---- Data records

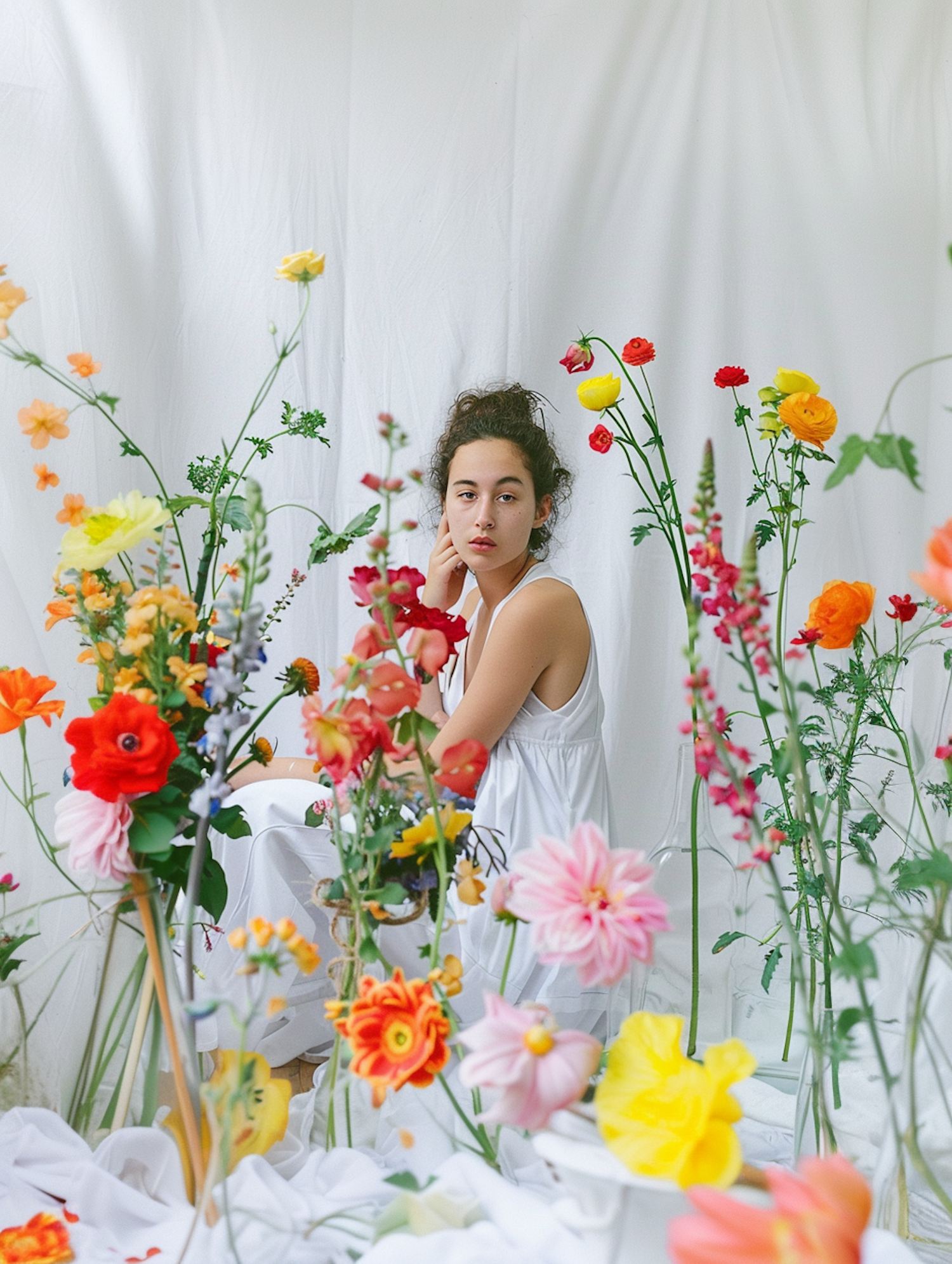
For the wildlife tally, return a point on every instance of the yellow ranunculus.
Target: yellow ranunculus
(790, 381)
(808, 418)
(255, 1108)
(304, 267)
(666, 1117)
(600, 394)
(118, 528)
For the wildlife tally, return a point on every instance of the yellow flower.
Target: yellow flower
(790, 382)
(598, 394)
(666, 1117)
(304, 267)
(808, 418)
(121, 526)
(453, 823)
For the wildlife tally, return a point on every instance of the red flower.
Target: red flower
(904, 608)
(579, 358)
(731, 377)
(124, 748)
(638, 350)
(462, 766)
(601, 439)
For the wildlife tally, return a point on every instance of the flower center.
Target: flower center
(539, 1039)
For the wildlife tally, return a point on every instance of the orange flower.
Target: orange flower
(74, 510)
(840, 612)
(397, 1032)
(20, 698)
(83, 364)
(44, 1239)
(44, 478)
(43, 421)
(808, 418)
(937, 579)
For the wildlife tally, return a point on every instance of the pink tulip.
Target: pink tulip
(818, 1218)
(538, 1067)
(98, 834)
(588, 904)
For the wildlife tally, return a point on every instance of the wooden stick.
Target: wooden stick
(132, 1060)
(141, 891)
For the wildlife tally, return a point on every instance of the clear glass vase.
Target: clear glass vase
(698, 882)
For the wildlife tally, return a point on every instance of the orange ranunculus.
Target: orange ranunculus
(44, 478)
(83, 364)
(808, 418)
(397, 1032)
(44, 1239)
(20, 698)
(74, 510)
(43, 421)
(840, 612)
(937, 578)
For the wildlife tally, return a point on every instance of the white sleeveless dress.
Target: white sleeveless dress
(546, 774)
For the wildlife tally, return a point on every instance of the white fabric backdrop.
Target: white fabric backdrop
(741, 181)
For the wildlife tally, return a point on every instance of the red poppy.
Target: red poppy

--------

Instructions to follow. If an entry holds a picture, skip the picture and print the rest of the data exactly.

Your response.
For the wildlife tally, return a point on every instance of the yellow ranunculus.
Target: yellow ranunculus
(790, 381)
(808, 418)
(255, 1108)
(304, 267)
(666, 1117)
(600, 394)
(118, 528)
For the wildlife tally, return a point on every instance of the yellow flower.
Target: yellow flower
(790, 382)
(598, 394)
(666, 1117)
(304, 267)
(808, 418)
(121, 526)
(453, 823)
For the wildlife tally, return a point on every instance of the red flower.
Target: red flower
(904, 608)
(579, 358)
(731, 377)
(124, 748)
(638, 350)
(462, 766)
(601, 439)
For the wildlife tally, return a point on every instance of the flower center.
Target: flower center
(539, 1039)
For the wildlife tally, return a point on every instance of the orange flower.
Target: orange flower
(74, 510)
(840, 612)
(397, 1032)
(20, 698)
(83, 364)
(44, 1239)
(44, 478)
(43, 421)
(808, 418)
(937, 579)
For the wildlife tally, return a point on every instance of the pink tulip.
Target: pink tulip
(818, 1218)
(538, 1067)
(98, 834)
(588, 904)
For the wildlife tally, return a point on every instance of the wooden stick.
Target: wooden stick
(132, 1060)
(141, 891)
For the wildlife tally, return a point on every instance of the clear glass vase.
Target: clear glass vase
(698, 882)
For the wildlife tally, return a point on every instance of the orange ranunculus.
Target: orange ranunculus
(44, 478)
(83, 364)
(808, 418)
(397, 1032)
(44, 1239)
(20, 698)
(74, 510)
(43, 421)
(840, 612)
(937, 578)
For the wildlife tally, return a point on every instance of the white sleeveless dress.
Target: white sleeveless dress
(546, 774)
For the wildlife tally, return a point on every instance of the white fabric backdrop.
Target: white fabric backdrop
(741, 181)
For the wildlife tally, return a point on every instance of the red poppy.
Target: red poppy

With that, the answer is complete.